## [What to do]
Pick out every line in the items below that contains the string "burst", and copy each one.

## [Entries provided]
______
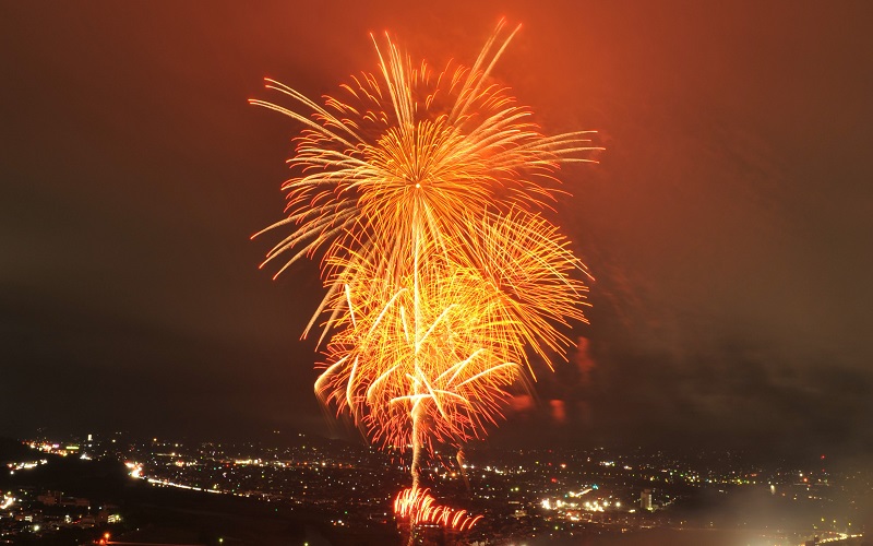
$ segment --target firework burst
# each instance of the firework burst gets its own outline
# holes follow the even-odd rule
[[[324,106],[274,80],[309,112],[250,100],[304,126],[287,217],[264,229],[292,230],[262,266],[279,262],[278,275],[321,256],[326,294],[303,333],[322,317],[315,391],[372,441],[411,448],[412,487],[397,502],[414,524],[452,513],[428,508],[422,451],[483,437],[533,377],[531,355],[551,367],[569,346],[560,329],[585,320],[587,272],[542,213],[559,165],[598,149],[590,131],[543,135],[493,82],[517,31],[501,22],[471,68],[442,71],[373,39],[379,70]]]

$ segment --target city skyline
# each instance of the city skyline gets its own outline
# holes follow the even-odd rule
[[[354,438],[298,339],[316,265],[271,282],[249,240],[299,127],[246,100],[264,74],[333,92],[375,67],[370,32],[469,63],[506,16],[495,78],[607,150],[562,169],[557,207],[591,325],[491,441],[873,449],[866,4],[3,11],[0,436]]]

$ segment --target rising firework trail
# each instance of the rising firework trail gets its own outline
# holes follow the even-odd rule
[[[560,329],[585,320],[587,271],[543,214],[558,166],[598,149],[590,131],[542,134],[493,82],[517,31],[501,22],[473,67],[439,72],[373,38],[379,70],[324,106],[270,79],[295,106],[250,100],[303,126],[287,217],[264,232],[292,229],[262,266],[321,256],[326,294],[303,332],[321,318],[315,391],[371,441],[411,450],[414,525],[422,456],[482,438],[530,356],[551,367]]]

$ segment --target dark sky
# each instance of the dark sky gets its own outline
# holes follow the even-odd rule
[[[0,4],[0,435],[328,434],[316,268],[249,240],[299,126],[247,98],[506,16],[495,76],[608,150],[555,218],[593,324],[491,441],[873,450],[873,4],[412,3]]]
______
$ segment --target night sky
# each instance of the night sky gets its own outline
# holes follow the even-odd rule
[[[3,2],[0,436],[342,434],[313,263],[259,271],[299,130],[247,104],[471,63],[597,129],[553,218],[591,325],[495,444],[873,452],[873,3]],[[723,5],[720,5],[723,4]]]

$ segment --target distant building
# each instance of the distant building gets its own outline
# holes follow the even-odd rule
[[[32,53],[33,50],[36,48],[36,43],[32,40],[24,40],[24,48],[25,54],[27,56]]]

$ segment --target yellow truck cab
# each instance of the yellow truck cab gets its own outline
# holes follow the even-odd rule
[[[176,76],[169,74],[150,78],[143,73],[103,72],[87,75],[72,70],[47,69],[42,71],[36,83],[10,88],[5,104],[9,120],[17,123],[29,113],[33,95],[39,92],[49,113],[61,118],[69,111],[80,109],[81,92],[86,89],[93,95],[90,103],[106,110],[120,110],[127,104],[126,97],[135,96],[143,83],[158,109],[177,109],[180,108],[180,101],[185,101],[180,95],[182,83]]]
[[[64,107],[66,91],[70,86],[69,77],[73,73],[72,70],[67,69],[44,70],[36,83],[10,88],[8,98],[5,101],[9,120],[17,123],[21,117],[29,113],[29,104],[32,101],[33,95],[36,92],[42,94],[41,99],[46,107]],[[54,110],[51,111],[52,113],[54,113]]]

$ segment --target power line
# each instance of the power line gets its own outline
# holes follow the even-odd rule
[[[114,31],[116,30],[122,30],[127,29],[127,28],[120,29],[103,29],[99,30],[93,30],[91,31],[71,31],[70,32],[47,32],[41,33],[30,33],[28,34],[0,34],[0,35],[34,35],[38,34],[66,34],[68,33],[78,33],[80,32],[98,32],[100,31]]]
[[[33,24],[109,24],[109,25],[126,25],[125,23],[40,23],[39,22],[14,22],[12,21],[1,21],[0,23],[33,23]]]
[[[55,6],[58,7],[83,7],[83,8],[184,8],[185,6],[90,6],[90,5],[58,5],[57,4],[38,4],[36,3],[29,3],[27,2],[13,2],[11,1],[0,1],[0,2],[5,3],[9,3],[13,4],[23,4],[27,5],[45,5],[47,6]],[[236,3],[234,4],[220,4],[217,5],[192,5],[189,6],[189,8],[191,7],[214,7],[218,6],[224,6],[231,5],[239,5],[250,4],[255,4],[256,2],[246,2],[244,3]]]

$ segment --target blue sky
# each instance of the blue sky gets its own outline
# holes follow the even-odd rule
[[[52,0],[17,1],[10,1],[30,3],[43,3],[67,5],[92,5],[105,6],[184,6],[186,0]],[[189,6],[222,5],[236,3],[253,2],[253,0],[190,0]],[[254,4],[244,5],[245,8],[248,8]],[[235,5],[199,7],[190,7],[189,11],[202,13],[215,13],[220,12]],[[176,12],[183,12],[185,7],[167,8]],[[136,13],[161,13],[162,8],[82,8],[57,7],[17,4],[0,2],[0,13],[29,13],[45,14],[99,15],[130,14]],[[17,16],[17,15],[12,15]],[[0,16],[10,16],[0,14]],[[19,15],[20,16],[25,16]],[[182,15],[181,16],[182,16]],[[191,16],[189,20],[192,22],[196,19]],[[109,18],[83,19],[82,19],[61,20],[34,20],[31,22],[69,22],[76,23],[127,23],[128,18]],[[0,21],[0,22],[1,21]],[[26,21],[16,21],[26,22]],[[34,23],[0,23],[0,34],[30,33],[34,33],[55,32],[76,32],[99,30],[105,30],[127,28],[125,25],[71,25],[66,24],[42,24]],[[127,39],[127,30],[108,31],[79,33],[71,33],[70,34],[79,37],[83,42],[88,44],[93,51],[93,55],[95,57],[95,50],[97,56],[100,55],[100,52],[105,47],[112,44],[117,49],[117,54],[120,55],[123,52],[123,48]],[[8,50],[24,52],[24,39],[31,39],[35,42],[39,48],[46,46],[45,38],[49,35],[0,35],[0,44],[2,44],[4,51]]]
______
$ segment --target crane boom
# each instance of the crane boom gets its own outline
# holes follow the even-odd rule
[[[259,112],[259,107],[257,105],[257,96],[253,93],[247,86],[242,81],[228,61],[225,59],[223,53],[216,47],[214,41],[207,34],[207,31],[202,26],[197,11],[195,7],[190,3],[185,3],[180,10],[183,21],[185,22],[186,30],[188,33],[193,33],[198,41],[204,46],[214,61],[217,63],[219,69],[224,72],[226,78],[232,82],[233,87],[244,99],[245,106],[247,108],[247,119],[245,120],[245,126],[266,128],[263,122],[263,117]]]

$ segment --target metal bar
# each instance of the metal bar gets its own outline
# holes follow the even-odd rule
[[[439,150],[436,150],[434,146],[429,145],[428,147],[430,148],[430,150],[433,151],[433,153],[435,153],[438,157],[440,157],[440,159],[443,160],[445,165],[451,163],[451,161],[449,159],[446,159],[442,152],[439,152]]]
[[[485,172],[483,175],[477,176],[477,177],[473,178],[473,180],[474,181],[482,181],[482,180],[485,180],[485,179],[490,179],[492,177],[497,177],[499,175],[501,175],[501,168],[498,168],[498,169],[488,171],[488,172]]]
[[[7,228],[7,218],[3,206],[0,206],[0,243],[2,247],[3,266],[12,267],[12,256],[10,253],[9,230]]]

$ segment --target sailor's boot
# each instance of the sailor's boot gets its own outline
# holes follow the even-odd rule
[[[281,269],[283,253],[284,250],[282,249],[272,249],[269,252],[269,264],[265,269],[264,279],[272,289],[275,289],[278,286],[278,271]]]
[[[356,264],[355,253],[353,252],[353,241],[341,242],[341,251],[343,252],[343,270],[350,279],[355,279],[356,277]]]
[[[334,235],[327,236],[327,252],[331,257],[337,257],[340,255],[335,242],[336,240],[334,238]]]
______
## [Output below]
$ segment --target firework burst
# each instance of the firework burst gets its own outline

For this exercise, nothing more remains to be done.